**WHAT THE TASK ASKS:**
Find each line in the listing below that contains the string "shirt" and copy those lines. Case counts.

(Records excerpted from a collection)
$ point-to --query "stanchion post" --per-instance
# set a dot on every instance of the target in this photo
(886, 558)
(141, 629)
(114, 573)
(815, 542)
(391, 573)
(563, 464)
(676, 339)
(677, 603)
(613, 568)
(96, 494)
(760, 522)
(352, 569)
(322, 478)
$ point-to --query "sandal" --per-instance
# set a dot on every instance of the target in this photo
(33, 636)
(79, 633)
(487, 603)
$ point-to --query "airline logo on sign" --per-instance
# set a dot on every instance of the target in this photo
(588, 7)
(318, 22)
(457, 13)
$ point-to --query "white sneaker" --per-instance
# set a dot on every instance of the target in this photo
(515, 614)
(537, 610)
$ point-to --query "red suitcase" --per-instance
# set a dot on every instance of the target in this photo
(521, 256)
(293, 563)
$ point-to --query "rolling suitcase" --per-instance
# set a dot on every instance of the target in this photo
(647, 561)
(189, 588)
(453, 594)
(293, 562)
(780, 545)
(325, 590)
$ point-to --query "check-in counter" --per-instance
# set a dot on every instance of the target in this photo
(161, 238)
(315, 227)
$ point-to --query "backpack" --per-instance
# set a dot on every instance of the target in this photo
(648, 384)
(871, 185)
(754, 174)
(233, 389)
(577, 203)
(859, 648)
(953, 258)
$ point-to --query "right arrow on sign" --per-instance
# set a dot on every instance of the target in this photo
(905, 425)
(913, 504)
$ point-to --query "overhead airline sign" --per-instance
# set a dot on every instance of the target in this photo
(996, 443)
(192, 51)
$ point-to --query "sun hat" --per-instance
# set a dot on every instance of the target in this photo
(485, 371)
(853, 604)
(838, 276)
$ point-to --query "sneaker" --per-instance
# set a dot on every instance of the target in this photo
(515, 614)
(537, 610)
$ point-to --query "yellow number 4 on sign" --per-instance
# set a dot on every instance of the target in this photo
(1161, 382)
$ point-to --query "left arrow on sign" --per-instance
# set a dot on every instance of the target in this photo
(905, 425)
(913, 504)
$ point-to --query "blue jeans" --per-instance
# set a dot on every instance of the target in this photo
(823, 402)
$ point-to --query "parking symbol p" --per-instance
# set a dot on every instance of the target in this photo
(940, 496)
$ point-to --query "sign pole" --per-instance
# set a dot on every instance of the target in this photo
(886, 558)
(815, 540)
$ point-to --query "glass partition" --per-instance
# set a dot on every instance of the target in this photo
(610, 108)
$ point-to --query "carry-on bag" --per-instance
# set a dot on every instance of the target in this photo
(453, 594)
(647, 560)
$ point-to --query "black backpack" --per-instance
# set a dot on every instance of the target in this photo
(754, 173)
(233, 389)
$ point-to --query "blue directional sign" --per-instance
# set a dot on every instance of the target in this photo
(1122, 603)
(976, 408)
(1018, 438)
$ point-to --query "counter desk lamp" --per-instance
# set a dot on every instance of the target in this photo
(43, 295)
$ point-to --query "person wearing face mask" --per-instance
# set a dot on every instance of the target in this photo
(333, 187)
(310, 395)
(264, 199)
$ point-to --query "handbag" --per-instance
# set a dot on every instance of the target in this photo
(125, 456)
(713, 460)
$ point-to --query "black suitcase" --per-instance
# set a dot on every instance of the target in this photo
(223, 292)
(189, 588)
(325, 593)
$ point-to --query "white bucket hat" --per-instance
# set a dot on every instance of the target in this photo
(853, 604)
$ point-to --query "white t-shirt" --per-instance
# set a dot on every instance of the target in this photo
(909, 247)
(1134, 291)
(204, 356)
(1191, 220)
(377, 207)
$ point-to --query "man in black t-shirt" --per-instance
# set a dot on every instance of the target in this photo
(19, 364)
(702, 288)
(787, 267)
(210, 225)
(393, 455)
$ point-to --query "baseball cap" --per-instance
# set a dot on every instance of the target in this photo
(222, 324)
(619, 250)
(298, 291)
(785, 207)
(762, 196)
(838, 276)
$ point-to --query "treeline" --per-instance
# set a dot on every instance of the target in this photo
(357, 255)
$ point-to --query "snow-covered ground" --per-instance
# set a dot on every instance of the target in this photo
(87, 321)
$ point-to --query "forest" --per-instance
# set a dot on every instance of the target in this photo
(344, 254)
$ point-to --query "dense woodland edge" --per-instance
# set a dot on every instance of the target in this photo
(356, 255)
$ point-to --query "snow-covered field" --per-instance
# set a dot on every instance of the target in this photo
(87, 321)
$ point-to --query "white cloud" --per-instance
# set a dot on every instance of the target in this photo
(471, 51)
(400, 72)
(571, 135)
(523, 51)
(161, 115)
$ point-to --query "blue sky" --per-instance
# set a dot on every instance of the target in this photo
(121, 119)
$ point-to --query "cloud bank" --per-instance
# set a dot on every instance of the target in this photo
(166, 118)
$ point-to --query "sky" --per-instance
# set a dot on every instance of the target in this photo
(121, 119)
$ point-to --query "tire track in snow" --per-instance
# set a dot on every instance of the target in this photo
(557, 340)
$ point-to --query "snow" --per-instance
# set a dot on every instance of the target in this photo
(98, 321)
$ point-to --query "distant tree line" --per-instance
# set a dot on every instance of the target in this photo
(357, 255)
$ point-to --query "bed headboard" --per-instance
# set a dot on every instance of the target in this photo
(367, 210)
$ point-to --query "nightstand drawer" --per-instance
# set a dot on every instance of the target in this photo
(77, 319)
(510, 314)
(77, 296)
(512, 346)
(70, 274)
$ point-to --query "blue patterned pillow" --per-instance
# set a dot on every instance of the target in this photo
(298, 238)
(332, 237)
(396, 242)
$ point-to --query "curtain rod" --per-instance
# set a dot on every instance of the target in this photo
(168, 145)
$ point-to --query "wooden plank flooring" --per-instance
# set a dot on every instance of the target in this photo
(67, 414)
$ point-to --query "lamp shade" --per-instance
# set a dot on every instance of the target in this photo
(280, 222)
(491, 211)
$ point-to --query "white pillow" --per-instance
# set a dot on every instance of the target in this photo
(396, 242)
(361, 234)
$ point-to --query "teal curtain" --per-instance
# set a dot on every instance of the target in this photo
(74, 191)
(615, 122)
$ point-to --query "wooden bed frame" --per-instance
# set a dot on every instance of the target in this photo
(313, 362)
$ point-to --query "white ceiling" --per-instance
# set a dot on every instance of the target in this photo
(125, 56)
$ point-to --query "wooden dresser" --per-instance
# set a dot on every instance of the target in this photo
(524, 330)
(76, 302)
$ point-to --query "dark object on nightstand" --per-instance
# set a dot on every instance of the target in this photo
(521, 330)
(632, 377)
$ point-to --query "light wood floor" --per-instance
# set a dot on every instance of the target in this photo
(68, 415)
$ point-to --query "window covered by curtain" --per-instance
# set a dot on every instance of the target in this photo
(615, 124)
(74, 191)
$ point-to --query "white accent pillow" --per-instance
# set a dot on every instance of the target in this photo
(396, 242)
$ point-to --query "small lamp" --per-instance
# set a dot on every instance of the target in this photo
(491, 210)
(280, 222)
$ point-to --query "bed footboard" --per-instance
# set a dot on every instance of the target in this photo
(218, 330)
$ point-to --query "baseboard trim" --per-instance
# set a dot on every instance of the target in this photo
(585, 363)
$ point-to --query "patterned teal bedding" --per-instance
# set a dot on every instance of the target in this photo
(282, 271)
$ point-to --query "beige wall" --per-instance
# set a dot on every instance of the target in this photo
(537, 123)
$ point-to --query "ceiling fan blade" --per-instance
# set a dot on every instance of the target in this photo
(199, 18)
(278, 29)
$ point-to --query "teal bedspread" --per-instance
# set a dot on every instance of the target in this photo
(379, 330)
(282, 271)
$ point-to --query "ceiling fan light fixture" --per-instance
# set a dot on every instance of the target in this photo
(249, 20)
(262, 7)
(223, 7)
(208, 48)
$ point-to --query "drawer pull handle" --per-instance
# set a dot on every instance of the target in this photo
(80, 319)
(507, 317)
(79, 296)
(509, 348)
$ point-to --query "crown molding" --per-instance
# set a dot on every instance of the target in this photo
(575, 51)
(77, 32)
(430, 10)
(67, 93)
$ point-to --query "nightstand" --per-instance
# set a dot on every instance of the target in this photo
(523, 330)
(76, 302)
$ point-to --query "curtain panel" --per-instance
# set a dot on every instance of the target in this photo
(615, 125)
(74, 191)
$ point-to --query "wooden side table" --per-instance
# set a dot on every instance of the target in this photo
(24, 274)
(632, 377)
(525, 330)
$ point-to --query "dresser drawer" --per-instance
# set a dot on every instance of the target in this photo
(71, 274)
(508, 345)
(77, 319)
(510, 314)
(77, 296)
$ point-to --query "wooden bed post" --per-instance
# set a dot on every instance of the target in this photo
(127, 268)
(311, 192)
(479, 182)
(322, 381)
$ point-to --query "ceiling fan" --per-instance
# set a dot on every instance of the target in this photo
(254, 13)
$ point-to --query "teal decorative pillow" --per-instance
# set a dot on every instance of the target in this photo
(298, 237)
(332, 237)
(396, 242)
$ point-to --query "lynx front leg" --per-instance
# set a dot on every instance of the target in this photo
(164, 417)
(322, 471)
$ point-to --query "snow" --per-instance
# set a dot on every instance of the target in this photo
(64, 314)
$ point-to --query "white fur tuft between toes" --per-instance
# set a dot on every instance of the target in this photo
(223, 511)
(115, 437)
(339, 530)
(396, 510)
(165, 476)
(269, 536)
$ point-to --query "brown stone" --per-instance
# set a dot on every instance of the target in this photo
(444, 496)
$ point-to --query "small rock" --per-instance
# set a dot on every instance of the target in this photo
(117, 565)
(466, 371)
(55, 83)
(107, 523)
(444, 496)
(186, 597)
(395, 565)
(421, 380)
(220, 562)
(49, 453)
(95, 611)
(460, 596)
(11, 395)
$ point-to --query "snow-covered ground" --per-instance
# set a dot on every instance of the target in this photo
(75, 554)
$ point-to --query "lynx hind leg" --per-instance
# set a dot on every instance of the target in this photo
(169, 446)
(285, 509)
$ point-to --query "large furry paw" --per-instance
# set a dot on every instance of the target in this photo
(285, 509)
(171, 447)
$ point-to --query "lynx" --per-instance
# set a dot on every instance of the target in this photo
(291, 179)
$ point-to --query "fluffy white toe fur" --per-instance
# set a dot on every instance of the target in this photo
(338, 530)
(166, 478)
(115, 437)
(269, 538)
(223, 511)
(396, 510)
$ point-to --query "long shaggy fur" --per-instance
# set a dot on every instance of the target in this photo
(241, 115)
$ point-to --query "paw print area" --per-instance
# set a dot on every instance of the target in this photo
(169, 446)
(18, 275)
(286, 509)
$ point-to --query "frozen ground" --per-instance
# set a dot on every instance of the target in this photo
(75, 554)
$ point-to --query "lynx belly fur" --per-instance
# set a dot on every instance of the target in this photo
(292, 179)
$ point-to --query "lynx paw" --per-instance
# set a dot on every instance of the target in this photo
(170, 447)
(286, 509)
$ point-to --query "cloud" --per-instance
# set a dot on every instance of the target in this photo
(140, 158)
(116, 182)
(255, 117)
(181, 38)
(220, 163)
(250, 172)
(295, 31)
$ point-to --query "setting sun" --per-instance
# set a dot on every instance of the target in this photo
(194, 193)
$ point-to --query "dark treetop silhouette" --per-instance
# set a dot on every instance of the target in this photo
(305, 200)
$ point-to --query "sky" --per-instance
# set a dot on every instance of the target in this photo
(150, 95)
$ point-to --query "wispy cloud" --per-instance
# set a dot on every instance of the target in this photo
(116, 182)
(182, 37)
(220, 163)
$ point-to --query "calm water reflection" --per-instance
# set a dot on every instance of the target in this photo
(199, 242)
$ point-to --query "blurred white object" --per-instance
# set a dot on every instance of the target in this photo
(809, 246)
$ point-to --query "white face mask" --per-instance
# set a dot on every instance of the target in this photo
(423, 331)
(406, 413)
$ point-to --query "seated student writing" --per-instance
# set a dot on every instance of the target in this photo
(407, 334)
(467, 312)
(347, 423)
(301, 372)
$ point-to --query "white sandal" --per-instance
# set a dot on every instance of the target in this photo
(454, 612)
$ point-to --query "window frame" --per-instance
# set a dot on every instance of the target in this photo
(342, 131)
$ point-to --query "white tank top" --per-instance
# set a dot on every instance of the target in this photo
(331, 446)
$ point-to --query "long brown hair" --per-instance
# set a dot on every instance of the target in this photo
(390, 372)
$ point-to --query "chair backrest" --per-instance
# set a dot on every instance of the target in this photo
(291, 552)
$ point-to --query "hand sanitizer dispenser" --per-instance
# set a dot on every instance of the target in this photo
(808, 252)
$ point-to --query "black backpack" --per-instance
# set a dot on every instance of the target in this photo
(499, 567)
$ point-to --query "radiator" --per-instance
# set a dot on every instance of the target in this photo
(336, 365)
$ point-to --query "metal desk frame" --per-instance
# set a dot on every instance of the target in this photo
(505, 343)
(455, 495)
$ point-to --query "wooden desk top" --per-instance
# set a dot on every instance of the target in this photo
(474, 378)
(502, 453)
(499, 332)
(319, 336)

**COMPLETE ANSWER:**
$ point-to --query "white t-shirt" --per-instance
$ point-to --query "man in black t-shirt" --per-instance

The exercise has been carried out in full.